Görevin kapsamı —
Lütfen malzemede "Exercise. Annotate the tree" geçen satırdan "x=270, y=179" geçen satıra kadar (o satır da dahil) bütün satırları yeniden yazın. Cevaplardaki koordinatlarda her sayıya 115 ekleyerek onları kaydırın.

Kayıtlı satırlar —
***

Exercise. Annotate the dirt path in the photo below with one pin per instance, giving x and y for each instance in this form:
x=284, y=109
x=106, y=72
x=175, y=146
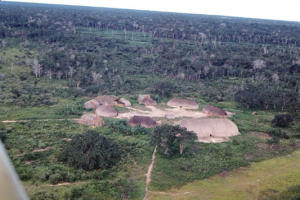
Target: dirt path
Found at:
x=42, y=120
x=155, y=112
x=148, y=175
x=37, y=150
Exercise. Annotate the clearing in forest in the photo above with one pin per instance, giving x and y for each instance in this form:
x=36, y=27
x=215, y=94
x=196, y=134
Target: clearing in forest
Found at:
x=255, y=182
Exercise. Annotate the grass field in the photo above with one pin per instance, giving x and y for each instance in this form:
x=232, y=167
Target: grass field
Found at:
x=260, y=180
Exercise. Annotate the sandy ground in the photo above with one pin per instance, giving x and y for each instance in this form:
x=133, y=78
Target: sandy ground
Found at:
x=155, y=112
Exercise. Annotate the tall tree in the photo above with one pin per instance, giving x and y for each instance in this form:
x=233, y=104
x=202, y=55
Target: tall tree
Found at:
x=166, y=135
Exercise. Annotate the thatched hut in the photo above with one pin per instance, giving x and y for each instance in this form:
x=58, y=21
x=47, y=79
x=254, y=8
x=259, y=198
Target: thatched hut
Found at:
x=142, y=121
x=209, y=127
x=106, y=110
x=170, y=116
x=214, y=111
x=109, y=99
x=122, y=102
x=93, y=104
x=91, y=120
x=182, y=103
x=147, y=101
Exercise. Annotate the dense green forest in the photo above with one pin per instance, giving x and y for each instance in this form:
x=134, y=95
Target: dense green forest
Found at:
x=53, y=58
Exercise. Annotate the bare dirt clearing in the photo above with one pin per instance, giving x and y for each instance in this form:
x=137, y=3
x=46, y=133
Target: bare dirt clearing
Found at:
x=155, y=112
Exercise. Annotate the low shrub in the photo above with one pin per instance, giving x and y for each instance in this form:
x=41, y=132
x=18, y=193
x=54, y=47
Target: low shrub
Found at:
x=282, y=120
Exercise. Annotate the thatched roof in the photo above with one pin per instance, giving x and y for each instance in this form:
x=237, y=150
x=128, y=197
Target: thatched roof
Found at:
x=147, y=101
x=110, y=99
x=91, y=120
x=142, y=121
x=214, y=111
x=93, y=104
x=125, y=102
x=170, y=116
x=182, y=103
x=209, y=127
x=106, y=111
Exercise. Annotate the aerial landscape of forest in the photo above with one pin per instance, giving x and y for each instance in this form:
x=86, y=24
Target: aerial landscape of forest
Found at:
x=103, y=103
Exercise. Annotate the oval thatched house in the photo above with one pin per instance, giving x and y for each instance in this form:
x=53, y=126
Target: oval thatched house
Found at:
x=214, y=111
x=147, y=101
x=91, y=120
x=93, y=104
x=142, y=121
x=209, y=127
x=109, y=99
x=182, y=103
x=106, y=111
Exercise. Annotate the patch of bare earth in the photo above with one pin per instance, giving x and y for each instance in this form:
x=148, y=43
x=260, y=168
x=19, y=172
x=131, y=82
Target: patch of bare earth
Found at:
x=155, y=112
x=260, y=135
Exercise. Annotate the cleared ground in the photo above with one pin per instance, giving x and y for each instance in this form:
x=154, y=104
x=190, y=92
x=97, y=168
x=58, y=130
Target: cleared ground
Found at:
x=255, y=182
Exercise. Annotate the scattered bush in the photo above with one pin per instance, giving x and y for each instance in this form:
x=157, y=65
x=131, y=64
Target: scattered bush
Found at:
x=91, y=151
x=274, y=140
x=278, y=133
x=282, y=120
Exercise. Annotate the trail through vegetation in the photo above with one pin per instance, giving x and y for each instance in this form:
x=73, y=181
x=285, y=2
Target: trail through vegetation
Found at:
x=148, y=175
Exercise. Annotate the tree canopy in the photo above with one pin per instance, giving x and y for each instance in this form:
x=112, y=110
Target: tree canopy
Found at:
x=91, y=151
x=166, y=135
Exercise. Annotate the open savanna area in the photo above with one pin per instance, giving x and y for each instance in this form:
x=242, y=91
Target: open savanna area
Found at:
x=102, y=103
x=270, y=179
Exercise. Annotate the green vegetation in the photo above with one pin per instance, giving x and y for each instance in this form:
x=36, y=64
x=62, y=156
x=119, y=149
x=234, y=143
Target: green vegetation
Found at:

***

Doğru çıktı —
Exercise. Annotate the tree canopy in the photo above with one pin per instance, giving x and y for each instance in this form:
x=112, y=110
Target: tree canopy
Found at:
x=206, y=266
x=281, y=250
Exercise. Annotate the open savanna area in the photo above with one pin per instance, giving x and y for each instance in this form:
x=242, y=91
Target: open savanna area
Found at:
x=217, y=218
x=385, y=294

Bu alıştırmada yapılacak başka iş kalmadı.